- [Extract provided]
━━━━━━━━
# No nitrates. Is my Tank Cycled Yet?



## Roberto B (Dec 3, 2014)

I have been doing a fishless cycle on my tank now for 6 weeks using Dr. Tim's ammonia. Ammonia 0, Nitrites 0, ph 8.0 now for two weeks but Nitrates also 0. Fish are being shipped in 3 days. Is my tank ready? Haps and Peacocks.


----------



## Roberto B (Dec 3, 2014)

I have been feeding ammonia daily to 3-4 ppm and testing every 24 hours.


----------



## GTZ (Apr 21, 2010)

And no water changes? Something isn't right. What are you testing with for nitrates? Bottles? Both bottles? Shaking the **** out of them first?


----------



## Roberto B (Dec 3, 2014)

been using both bottles 10 drops as prescribed by API (and shaking after each bottle). I did try to cycle tank with danios before but they all died of ich. Probably from too frequent 50% WC which may have stressed them out. Got them from local pet store. No water changes since fishless attempt but water had been treated with Prime but I think this is not supposed to interfere. I don't get it either.


----------



## Roberto B (Dec 3, 2014)

Have heavy filtration (AquaClear 70 HOB and Eheim 2215 Canister on 36G bow. Planning on setting up bigger tank next month as I know Haps and Peacocks (juvies) will out grow real soon.


----------



## GTZ (Apr 21, 2010)

Has the nitrate test ever shown positive nitrate? Maybe pick up some test strips and try them, or take some water in to be tested. I'd be worried about faulty solution. Any plants?


----------



## Roberto B (Dec 3, 2014)

No plants. I will take sample to LOS today. Good suggestion. Who knows, it may be a fAult test kit. Thanks. Will let you know the results.


----------



## lilscoots (Mar 13, 2012)

I suspect the Nitrate test kit as well, or how you're doing it. The bottles of solution have to be shaken for a minute before adding to the test tube. I had them to my girls to run around with and shake for a while before I shake them when I'm going to test nitrates.


----------



## Roberto B (Dec 3, 2014)

Brought sample to LFS and low and behold 20 ppm Nitrates. Tank is ready for fish being shipped tomorrow. LFS used test strip. Thanks for everybody's response.


----------



## Roberto B (Dec 3, 2014)

Of course will do at least a 50 water change the night before.


----------



## GTZ (Apr 21, 2010)

:thumb:


----------



## Austinite (Jul 27, 2013)

It's exciting to have the cycle done isn't it!? It's a long wait!


----------



## Roberto B (Dec 3, 2014)

It sure is but well worth the wait. Will always do fishless cycling from here on. Thanks again guys.


----------



## Rare7 (Dec 31, 2014)

At what week did the ammonia & nitrite were zero if you recall?


----------



## Roberto B (Dec 3, 2014)

week 5


----------



## tanker3 (May 18, 2015)

:thumb: =D>

Took me about 6 weeks too, if I remember right.


----------



## Roberto B (Dec 3, 2014)

Bottom line was that those bottles in the API test kits have to be shaken well before use. Especially the nitrate bottles. Going through other posts false readings happened to others for that reason. Thanks


----------
━━━━━━━━
- [Given data]
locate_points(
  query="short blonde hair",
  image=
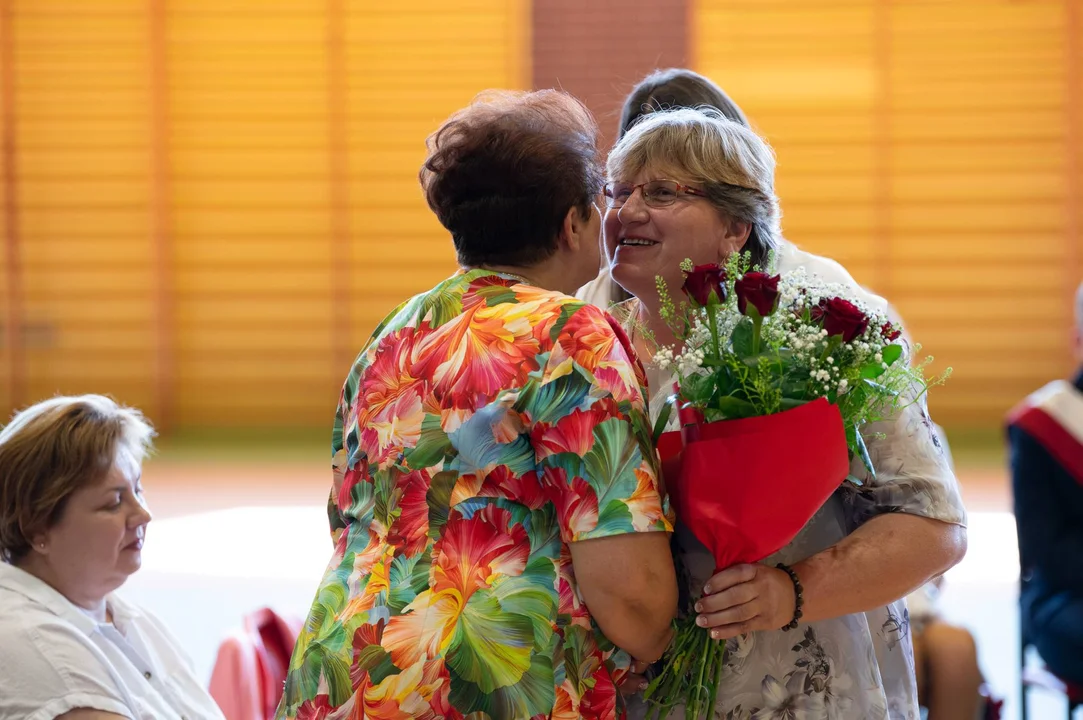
━━━━━━━━
- [Exercise brief] Edit the aquarium cycling thread from "## Austinite (Jul" to "Thanks again guys.", inclusive, replacing "exciting" with "satisfying", and give that part again.

- [Completed task]
## Austinite (Jul 27, 2013)

It's satisfying to have the cycle done isn't it!? It's a long wait!


----------



## Roberto B (Dec 3, 2014)

It sure is but well worth the wait. Will always do fishless cycling from here on. Thanks again guys.